(INFORMATION SHOWN)
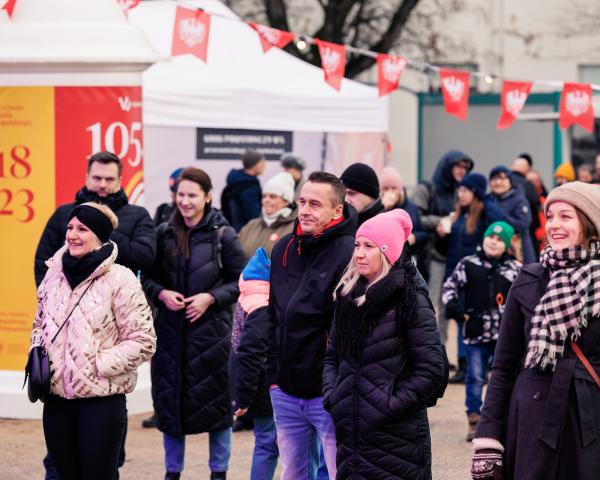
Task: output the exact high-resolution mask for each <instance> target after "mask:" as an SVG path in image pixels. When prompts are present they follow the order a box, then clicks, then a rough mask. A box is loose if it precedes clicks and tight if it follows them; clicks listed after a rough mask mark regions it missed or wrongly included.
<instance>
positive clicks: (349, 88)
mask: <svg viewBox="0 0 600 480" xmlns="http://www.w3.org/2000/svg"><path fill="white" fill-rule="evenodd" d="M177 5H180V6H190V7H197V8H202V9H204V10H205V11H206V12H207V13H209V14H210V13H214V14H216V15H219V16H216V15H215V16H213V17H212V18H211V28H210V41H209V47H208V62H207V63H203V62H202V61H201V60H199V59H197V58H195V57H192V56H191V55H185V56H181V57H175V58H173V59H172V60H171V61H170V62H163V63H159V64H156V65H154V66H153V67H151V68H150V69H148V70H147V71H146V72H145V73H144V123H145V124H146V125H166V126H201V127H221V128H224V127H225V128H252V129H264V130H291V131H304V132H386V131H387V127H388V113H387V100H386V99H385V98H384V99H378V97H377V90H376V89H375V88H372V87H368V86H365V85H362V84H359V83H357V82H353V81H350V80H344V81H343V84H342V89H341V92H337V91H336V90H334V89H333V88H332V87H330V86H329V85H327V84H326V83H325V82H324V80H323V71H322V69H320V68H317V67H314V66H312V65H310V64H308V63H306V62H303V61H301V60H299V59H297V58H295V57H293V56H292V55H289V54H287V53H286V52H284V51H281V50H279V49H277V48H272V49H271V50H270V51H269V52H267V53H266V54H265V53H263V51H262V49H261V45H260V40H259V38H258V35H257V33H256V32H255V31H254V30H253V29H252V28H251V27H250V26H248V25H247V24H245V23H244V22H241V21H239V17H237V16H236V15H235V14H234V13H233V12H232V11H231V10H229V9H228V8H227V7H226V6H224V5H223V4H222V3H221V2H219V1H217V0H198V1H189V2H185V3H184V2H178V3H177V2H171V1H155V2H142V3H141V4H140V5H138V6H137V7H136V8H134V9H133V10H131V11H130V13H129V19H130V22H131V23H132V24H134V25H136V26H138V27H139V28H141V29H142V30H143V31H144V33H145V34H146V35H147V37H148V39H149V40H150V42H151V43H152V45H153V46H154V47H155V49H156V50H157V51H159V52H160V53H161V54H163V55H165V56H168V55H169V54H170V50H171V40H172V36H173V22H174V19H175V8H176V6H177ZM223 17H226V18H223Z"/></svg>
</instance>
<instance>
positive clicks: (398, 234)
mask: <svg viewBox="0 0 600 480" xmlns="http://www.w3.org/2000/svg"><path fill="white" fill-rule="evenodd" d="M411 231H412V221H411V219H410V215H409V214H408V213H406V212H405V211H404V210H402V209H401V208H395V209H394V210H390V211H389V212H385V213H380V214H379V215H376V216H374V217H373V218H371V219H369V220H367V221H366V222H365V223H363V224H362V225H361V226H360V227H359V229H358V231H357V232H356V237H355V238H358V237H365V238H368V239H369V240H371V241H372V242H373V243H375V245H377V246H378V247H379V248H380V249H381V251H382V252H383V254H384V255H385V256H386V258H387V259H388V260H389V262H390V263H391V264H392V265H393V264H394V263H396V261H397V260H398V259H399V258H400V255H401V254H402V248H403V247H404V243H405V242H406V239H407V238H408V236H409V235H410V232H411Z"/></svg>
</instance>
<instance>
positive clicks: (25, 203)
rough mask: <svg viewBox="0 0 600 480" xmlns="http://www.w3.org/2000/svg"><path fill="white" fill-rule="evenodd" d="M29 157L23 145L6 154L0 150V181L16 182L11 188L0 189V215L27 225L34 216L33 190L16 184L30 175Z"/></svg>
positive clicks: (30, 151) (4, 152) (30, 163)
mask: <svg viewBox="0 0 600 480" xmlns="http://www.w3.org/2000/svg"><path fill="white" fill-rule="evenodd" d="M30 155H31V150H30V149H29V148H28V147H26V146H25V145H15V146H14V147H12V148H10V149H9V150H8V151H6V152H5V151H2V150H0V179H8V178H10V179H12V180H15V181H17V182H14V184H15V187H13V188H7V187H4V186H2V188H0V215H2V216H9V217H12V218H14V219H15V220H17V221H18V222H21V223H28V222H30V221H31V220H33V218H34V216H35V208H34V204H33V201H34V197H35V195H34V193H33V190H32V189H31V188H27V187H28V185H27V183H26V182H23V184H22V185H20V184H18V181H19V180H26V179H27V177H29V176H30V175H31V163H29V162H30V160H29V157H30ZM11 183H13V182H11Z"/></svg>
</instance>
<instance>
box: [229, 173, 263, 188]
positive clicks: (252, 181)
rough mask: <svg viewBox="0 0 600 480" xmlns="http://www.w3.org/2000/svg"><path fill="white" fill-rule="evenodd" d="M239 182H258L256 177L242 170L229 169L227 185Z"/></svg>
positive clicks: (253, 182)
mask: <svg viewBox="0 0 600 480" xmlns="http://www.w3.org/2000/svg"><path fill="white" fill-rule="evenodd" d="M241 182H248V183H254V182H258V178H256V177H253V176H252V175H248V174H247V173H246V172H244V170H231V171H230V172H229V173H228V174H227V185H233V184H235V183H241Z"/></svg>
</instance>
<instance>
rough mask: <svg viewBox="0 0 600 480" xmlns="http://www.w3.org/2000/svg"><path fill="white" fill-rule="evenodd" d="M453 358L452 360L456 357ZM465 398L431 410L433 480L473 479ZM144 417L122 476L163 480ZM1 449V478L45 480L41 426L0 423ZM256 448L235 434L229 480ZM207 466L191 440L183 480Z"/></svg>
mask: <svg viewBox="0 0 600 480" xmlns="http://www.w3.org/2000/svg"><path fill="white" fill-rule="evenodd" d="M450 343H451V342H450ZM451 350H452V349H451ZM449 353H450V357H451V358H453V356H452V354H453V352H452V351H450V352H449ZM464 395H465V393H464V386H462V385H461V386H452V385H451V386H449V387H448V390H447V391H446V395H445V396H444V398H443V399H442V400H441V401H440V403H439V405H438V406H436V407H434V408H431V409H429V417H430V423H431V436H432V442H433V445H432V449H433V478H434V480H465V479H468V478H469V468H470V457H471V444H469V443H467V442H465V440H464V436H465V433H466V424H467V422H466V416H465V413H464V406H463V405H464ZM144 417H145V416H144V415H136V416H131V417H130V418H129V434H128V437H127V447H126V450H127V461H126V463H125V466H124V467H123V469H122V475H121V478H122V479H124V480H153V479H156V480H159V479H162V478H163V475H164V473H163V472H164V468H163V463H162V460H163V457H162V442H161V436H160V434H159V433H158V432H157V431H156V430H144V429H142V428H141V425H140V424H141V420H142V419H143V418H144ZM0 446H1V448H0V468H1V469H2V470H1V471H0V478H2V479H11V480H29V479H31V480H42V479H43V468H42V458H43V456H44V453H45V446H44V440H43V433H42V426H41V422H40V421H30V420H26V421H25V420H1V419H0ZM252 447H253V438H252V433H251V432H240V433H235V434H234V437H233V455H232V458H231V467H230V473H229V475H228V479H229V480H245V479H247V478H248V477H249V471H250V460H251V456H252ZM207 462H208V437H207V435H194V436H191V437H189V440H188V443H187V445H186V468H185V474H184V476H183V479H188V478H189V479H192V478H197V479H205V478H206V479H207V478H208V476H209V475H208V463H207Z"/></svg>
(End INFORMATION SHOWN)
DESCRIPTION OF THE TASK
Please copy every line of the records above word for word, leaving out the pictures.

RESPONSE AREA
Task: output the exact high-resolution mask for each <instance> target after "mask:" as an SVG path in image pixels. When prompts are present they follow the order a box, then clicks, then a rough mask. A box is loose if it precedes clicks and tight if it follows them; clicks listed after a rough mask mark regions it missed or wrongly included.
<instance>
positive clicks: (349, 88)
mask: <svg viewBox="0 0 600 480" xmlns="http://www.w3.org/2000/svg"><path fill="white" fill-rule="evenodd" d="M177 5H180V6H190V7H197V8H202V9H204V10H205V11H206V12H207V13H209V14H210V13H214V14H216V15H219V16H216V15H215V16H213V17H212V18H211V28H210V41H209V47H208V62H207V63H203V62H202V61H201V60H199V59H197V58H195V57H192V56H191V55H185V56H181V57H175V58H173V59H172V60H171V61H170V62H163V63H159V64H156V65H154V66H153V67H151V68H150V69H148V70H147V71H146V72H145V73H144V123H145V124H146V125H166V126H201V127H221V128H224V127H225V128H252V129H264V130H291V131H304V132H386V131H387V127H388V113H387V100H386V99H385V98H384V99H378V97H377V90H376V89H375V88H372V87H368V86H365V85H362V84H359V83H357V82H353V81H350V80H344V81H343V84H342V89H341V92H337V91H336V90H334V89H333V88H332V87H330V86H329V85H327V84H326V83H325V82H324V80H323V71H322V69H320V68H317V67H314V66H312V65H310V64H308V63H306V62H303V61H301V60H299V59H297V58H295V57H293V56H292V55H289V54H287V53H286V52H284V51H281V50H279V49H277V48H272V49H271V50H270V51H269V52H267V53H266V54H265V53H263V51H262V49H261V45H260V40H259V38H258V35H257V33H256V32H255V31H254V30H253V29H252V28H251V27H250V26H248V25H247V24H245V23H244V22H241V21H239V17H237V16H236V15H235V14H234V13H233V12H232V11H231V10H229V9H228V8H227V7H226V6H224V5H223V4H222V3H221V2H219V1H217V0H198V1H189V2H185V3H184V2H178V3H177V2H171V1H155V2H142V3H141V4H140V5H138V6H137V7H136V8H134V9H133V10H131V11H130V13H129V19H130V22H131V23H132V24H134V25H136V26H138V27H139V28H141V29H142V30H143V31H144V33H145V34H146V35H147V37H148V39H149V40H150V42H151V43H152V45H153V46H154V47H155V49H156V50H157V51H159V52H160V53H161V54H163V55H165V56H168V55H169V54H170V50H171V40H172V36H173V22H174V19H175V8H176V6H177ZM223 17H226V18H223Z"/></svg>
</instance>
<instance>
positive clicks: (398, 234)
mask: <svg viewBox="0 0 600 480" xmlns="http://www.w3.org/2000/svg"><path fill="white" fill-rule="evenodd" d="M411 231H412V221H411V219H410V215H409V214H408V213H406V212H405V211H404V210H402V209H401V208H395V209H394V210H390V211H389V212H385V213H380V214H379V215H376V216H374V217H373V218H371V219H369V220H367V221H366V222H365V223H363V224H362V225H361V226H360V227H359V229H358V231H357V232H356V237H355V238H358V237H365V238H368V239H369V240H371V241H372V242H373V243H375V245H377V246H378V247H379V248H380V249H381V251H382V252H383V254H384V255H385V256H386V258H387V259H388V260H389V262H390V263H391V264H392V265H393V264H394V263H396V261H397V260H398V259H399V258H400V255H401V254H402V248H403V247H404V243H405V242H406V239H407V238H408V236H409V235H410V232H411Z"/></svg>
</instance>
<instance>
positive clicks: (25, 203)
rough mask: <svg viewBox="0 0 600 480" xmlns="http://www.w3.org/2000/svg"><path fill="white" fill-rule="evenodd" d="M29 157L23 145L6 154L0 150V181L16 182L11 188L0 189V215L27 225L34 216L33 190L16 184L30 175Z"/></svg>
positive clicks: (30, 151) (4, 152) (30, 163)
mask: <svg viewBox="0 0 600 480" xmlns="http://www.w3.org/2000/svg"><path fill="white" fill-rule="evenodd" d="M30 155H31V150H30V149H29V148H28V147H26V146H25V145H15V146H14V147H12V148H10V149H9V150H8V151H6V152H5V151H2V150H0V179H8V178H10V179H12V180H15V181H17V182H14V184H15V187H13V188H7V187H4V186H2V188H0V215H2V216H9V217H12V218H14V219H15V220H17V221H18V222H21V223H28V222H30V221H31V220H33V218H34V216H35V208H34V204H33V201H34V197H35V195H34V193H33V190H32V189H31V188H27V187H28V185H27V183H26V182H23V184H22V185H20V184H18V181H19V180H26V179H27V177H29V176H30V175H31V163H29V162H30V160H29V157H30ZM11 183H13V182H11Z"/></svg>
</instance>
<instance>
box: [229, 173, 263, 188]
positive clicks: (252, 181)
rough mask: <svg viewBox="0 0 600 480" xmlns="http://www.w3.org/2000/svg"><path fill="white" fill-rule="evenodd" d="M239 182H258L256 177L242 170L229 169L227 185Z"/></svg>
positive clicks: (253, 182)
mask: <svg viewBox="0 0 600 480" xmlns="http://www.w3.org/2000/svg"><path fill="white" fill-rule="evenodd" d="M241 182H248V183H254V182H258V178H256V177H253V176H252V175H248V174H247V173H246V172H244V170H231V171H230V172H229V173H228V174H227V185H233V184H235V183H241Z"/></svg>
</instance>
<instance>
rough mask: <svg viewBox="0 0 600 480" xmlns="http://www.w3.org/2000/svg"><path fill="white" fill-rule="evenodd" d="M453 358L452 360L456 357ZM465 398L431 410L433 480L473 479ZM144 417L122 476L163 480ZM1 449V478L45 480L41 426L0 423ZM256 448L235 434L229 480ZM207 466L191 440L183 480Z"/></svg>
mask: <svg viewBox="0 0 600 480" xmlns="http://www.w3.org/2000/svg"><path fill="white" fill-rule="evenodd" d="M450 343H451V342H450ZM451 350H452V349H451ZM449 353H450V357H451V358H453V356H452V354H453V352H452V351H450V352H449ZM464 395H465V393H464V386H462V385H461V386H452V385H451V386H449V387H448V390H447V391H446V395H445V396H444V398H443V399H442V400H441V401H440V403H439V405H438V406H436V407H434V408H431V409H429V417H430V423H431V436H432V442H433V445H432V449H433V478H434V480H465V479H468V478H469V468H470V457H471V444H469V443H467V442H465V440H464V436H465V433H466V424H467V422H466V416H465V413H464V406H463V405H464ZM144 417H145V416H144V415H136V416H131V417H130V418H129V434H128V437H127V447H126V450H127V461H126V463H125V466H124V467H123V469H122V475H121V478H122V479H124V480H153V479H156V480H159V479H162V478H163V475H164V473H163V472H164V468H163V463H162V460H163V457H162V442H161V436H160V434H159V433H158V432H157V431H156V430H144V429H142V428H141V425H140V424H141V420H142V419H143V418H144ZM0 446H1V448H0V468H1V469H2V470H1V471H0V478H2V479H11V480H29V479H31V480H42V479H43V468H42V458H43V456H44V453H45V446H44V440H43V433H42V426H41V422H40V421H30V420H26V421H25V420H1V419H0ZM252 447H253V438H252V433H251V432H240V433H235V434H234V437H233V455H232V458H231V467H230V473H229V475H228V479H229V480H245V479H247V478H248V477H249V471H250V460H251V456H252ZM207 462H208V437H207V435H194V436H191V437H189V440H188V443H187V445H186V468H185V474H184V476H183V479H188V478H189V479H192V478H197V479H205V478H206V479H207V478H208V476H209V475H208V463H207Z"/></svg>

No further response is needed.